- YOUR GOAL:
Find every line in the records that contains the word "negative", and copy each of those lines in full.

====

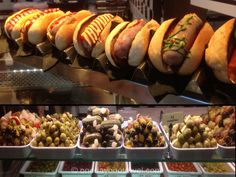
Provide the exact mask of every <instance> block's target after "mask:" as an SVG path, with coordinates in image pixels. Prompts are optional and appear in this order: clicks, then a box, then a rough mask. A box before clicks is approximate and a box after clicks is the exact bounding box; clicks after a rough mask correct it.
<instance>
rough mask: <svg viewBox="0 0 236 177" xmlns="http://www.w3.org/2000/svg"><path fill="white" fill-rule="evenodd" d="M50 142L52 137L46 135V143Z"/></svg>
mask: <svg viewBox="0 0 236 177" xmlns="http://www.w3.org/2000/svg"><path fill="white" fill-rule="evenodd" d="M51 143H52V138H51V137H50V136H48V137H47V138H46V144H51Z"/></svg>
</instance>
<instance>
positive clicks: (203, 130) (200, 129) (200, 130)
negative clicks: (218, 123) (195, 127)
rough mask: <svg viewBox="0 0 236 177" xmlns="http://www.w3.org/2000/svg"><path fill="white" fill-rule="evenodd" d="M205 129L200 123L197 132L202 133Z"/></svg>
mask: <svg viewBox="0 0 236 177" xmlns="http://www.w3.org/2000/svg"><path fill="white" fill-rule="evenodd" d="M205 128H206V124H203V123H201V124H200V125H199V131H200V132H204V131H205Z"/></svg>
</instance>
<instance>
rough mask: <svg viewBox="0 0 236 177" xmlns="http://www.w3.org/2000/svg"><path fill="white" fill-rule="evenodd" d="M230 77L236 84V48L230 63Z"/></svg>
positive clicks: (228, 75)
mask: <svg viewBox="0 0 236 177" xmlns="http://www.w3.org/2000/svg"><path fill="white" fill-rule="evenodd" d="M228 76H229V79H230V81H231V82H233V83H234V84H236V47H235V48H234V51H233V55H232V57H231V60H230V62H229V66H228Z"/></svg>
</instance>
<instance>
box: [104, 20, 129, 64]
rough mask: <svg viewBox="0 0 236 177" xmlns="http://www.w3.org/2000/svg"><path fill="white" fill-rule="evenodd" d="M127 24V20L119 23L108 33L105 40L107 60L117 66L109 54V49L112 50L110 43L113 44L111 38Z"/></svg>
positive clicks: (110, 53) (112, 38) (127, 23)
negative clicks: (110, 32)
mask: <svg viewBox="0 0 236 177" xmlns="http://www.w3.org/2000/svg"><path fill="white" fill-rule="evenodd" d="M128 24H129V22H127V21H125V22H122V23H120V24H119V25H117V26H116V27H115V28H114V29H113V30H112V31H111V33H110V34H109V35H108V37H107V39H106V42H105V52H106V56H107V59H108V60H109V62H110V63H111V64H112V65H113V66H115V67H117V68H119V66H118V65H116V63H115V61H114V60H113V58H112V56H111V52H112V51H111V50H112V44H113V39H114V38H115V37H116V36H117V35H118V34H119V33H120V32H121V31H123V30H124V29H125V28H126V27H127V25H128Z"/></svg>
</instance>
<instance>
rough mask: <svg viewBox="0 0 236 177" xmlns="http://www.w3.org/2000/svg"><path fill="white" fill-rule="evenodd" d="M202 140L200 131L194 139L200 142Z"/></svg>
mask: <svg viewBox="0 0 236 177" xmlns="http://www.w3.org/2000/svg"><path fill="white" fill-rule="evenodd" d="M200 140H201V134H200V133H197V134H196V135H195V137H194V141H195V142H199V141H200Z"/></svg>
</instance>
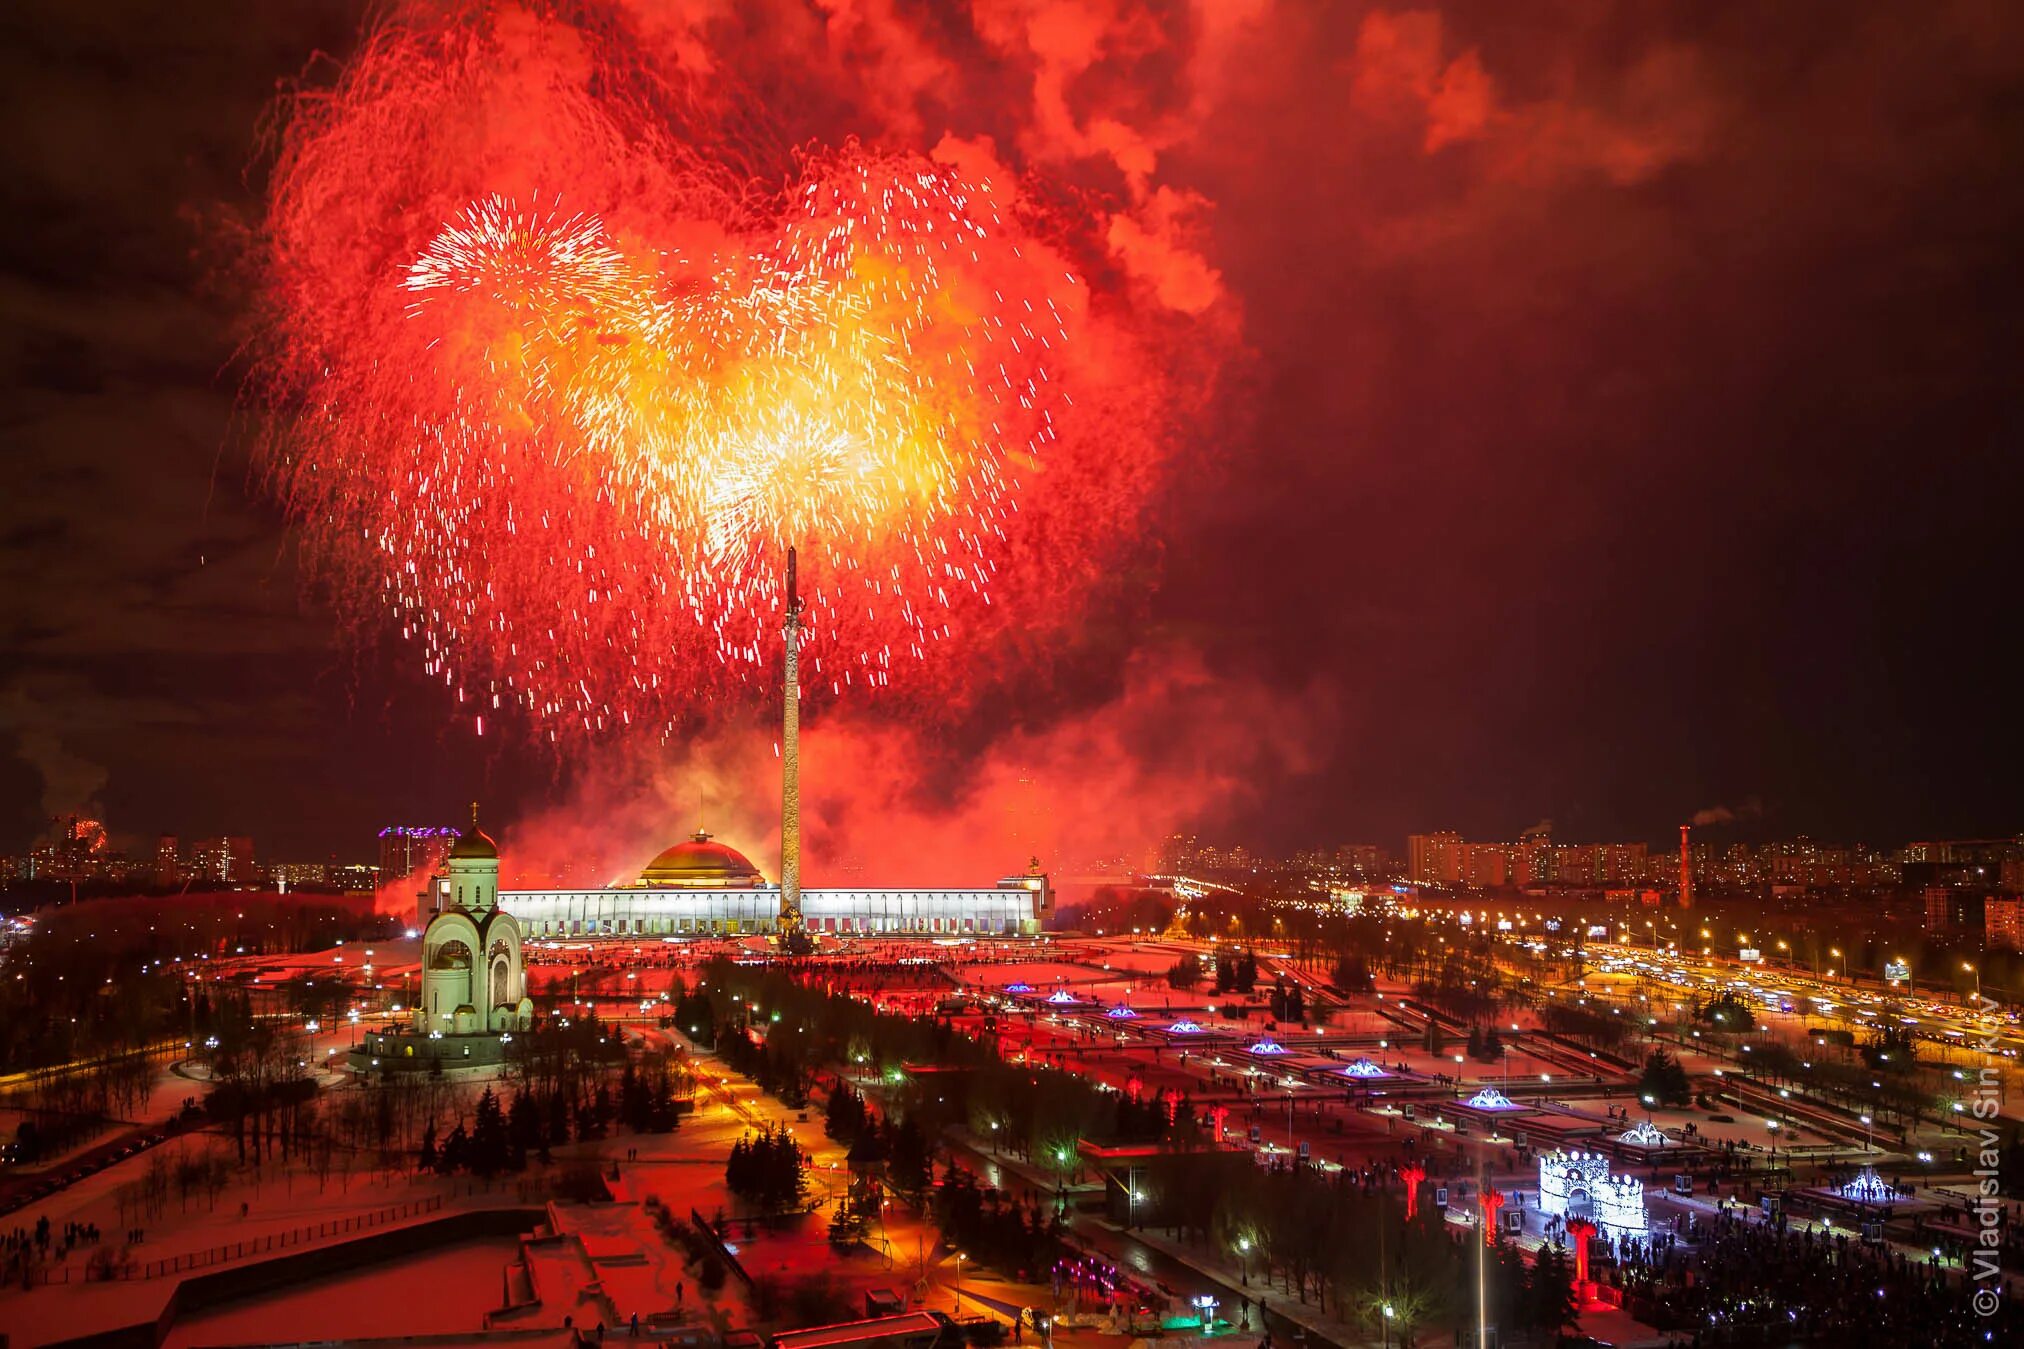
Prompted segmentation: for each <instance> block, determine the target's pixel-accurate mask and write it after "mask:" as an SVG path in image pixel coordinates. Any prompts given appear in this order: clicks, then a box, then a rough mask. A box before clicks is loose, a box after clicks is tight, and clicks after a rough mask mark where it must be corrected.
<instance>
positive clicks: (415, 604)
mask: <svg viewBox="0 0 2024 1349" xmlns="http://www.w3.org/2000/svg"><path fill="white" fill-rule="evenodd" d="M874 8H876V6H874ZM664 18H666V16H662V14H658V10H654V8H652V6H640V8H634V6H629V4H613V2H591V0H585V2H581V4H553V6H526V8H522V6H514V4H470V6H419V8H413V10H399V12H395V16H393V18H389V20H385V22H381V24H378V26H376V28H374V30H372V32H370V34H368V36H366V40H364V44H362V49H360V51H358V53H356V57H354V59H352V61H350V63H348V65H346V67H344V71H342V75H340V79H338V81H336V87H334V89H330V91H324V93H316V95H300V97H296V99H293V101H291V103H289V105H287V107H285V111H283V121H281V131H279V158H277V166H275V178H273V188H271V202H269V216H267V233H265V249H263V259H261V261H263V301H265V303H263V332H261V338H263V340H261V344H259V370H257V374H259V382H261V388H263V392H265V394H267V396H269V398H271V402H273V404H275V407H277V409H281V411H283V413H285V417H281V419H277V425H279V427H281V431H277V433H275V437H273V439H271V443H269V445H267V459H265V463H267V467H269V473H271V481H273V485H275V489H277V493H279V496H281V500H283V502H285V504H287V508H289V512H291V516H293V520H296V522H298V530H300V536H302V538H304V542H306V552H308V554H310V558H312V564H314V568H316V572H318V574H320V576H322V578H324V580H326V582H328V589H330V593H332V599H334V603H336V605H338V607H340V611H344V613H346V617H348V619H352V621H354V623H356V625H358V627H360V629H372V627H378V625H387V627H397V629H399V631H401V635H403V637H407V639H409V641H413V643H415V649H417V651H419V657H421V659H423V663H425V667H427V671H429V673H431V676H433V678H439V680H441V682H443V684H445V686H447V688H449V690H451V692H453V696H455V700H457V704H459V706H461V708H463V710H466V712H468V714H470V716H474V718H476V722H478V726H480V728H484V720H486V718H492V716H496V714H506V712H510V714H512V720H514V722H516V724H526V726H534V728H540V730H542V732H544V734H546V736H549V738H553V740H561V738H563V736H575V734H581V732H589V734H597V732H611V730H617V728H623V726H644V728H664V726H668V724H674V722H680V720H684V718H688V716H692V714H698V712H700V710H704V708H706V706H710V704H719V702H725V700H737V698H739V694H743V692H747V690H755V688H763V686H765V684H767V680H769V671H771V669H775V667H777V657H779V633H777V615H779V587H781V574H779V568H781V560H783V556H785V550H787V546H797V548H799V552H802V568H804V597H806V599H808V603H810V615H808V627H806V635H804V671H806V676H804V678H806V680H808V696H810V698H814V700H816V704H818V706H820V704H822V702H824V700H850V698H884V700H893V702H897V704H903V706H939V708H955V710H961V708H967V706H974V704H976V700H978V698H980V696H982V694H984V690H988V688H994V686H1002V684H1004V682H1008V680H1016V678H1018V676H1020V671H1022V669H1026V667H1030V665H1032V663H1034V661H1040V659H1044V657H1046V653H1048V649H1050V641H1052V639H1055V637H1059V635H1061V633H1067V631H1071V629H1073V625H1077V623H1079V621H1083V615H1085V611H1087V607H1089V601H1091V595H1093V591H1095V589H1097V587H1099V584H1103V578H1105V576H1107V574H1109V572H1111V570H1113V568H1115V564H1117V562H1119V560H1121V558H1123V556H1129V552H1131V550H1133V548H1135V544H1137V542H1140V534H1142V528H1144V516H1146V510H1144V508H1146V500H1148V496H1150V491H1152V489H1154V485H1156V483H1158V481H1160V473H1162V465H1164V463H1166V459H1168V453H1170V443H1172V419H1174V415H1176V413H1178V411H1180V398H1176V396H1174V386H1172V384H1170V382H1168V378H1170V374H1172V370H1174V366H1176V362H1172V360H1166V362H1154V360H1152V356H1150V336H1152V334H1154V332H1156V324H1160V322H1170V316H1172V313H1188V316H1194V313H1202V311H1204V309H1208V307H1212V303H1214V299H1216V277H1214V271H1212V269H1208V267H1206V265H1204V263H1202V261H1200V259H1198V257H1192V255H1188V253H1186V249H1182V247H1180V243H1178V241H1176V239H1178V231H1180V216H1182V214H1184V210H1182V206H1178V204H1176V202H1180V200H1182V198H1178V196H1174V194H1170V192H1164V190H1160V192H1152V190H1148V186H1146V164H1148V160H1150V156H1152V152H1150V150H1146V148H1133V150H1131V180H1129V186H1127V192H1129V194H1131V196H1133V198H1137V200H1142V202H1144V210H1142V212H1140V214H1121V212H1117V210H1111V208H1109V206H1101V204H1093V202H1099V198H1097V196H1095V194H1087V192H1079V190H1065V188H1063V190H1055V188H1050V186H1048V184H1046V182H1044V180H1042V178H1036V176H1034V174H1032V172H1028V174H1016V172H1012V170H1008V168H1006V166H1004V164H1000V162H998V158H996V152H994V148H992V142H988V140H982V138H969V140H961V138H955V136H945V133H939V131H937V133H935V140H933V144H931V146H929V144H925V142H927V133H925V131H923V127H921V125H919V123H917V119H913V117H903V115H897V113H895V111H893V109H882V111H876V113H868V111H862V109H864V107H874V105H876V103H874V99H870V97H866V99H860V101H858V109H860V111H858V113H856V115H854V117H834V121H856V125H840V127H838V125H832V127H826V129H828V131H830V133H832V136H830V144H828V148H822V146H810V144H806V136H804V131H806V129H808V127H806V125H804V121H793V123H789V121H787V119H785V115H783V113H779V111H775V109H773V103H775V101H773V99H765V101H761V99H759V97H755V95H753V93H751V85H749V83H745V81H743V79H741V75H739V69H737V65H739V61H747V63H753V67H755V71H753V73H755V77H757V71H761V69H771V65H773V63H787V61H789V57H787V55H783V53H757V51H751V49H743V47H741V49H737V51H712V49H708V47H706V44H704V42H706V34H702V32H698V30H694V28H680V30H670V28H668V26H666V22H664ZM668 22H672V20H668ZM887 28H891V22H889V26H887ZM880 32H884V30H880ZM986 36H990V30H986ZM747 40H749V38H747ZM773 77H775V79H777V77H779V73H777V71H773ZM887 93H891V91H887ZM1115 142H1117V136H1115V133H1109V138H1107V140H1105V144H1115ZM787 146H799V148H795V150H789V148H787ZM1172 322H1180V320H1172ZM1190 322H1192V320H1190ZM1164 372H1168V374H1164Z"/></svg>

====

- SOLUTION TO THIS EXERCISE:
negative clicks: (218, 123) (195, 127)
negative clicks: (110, 32)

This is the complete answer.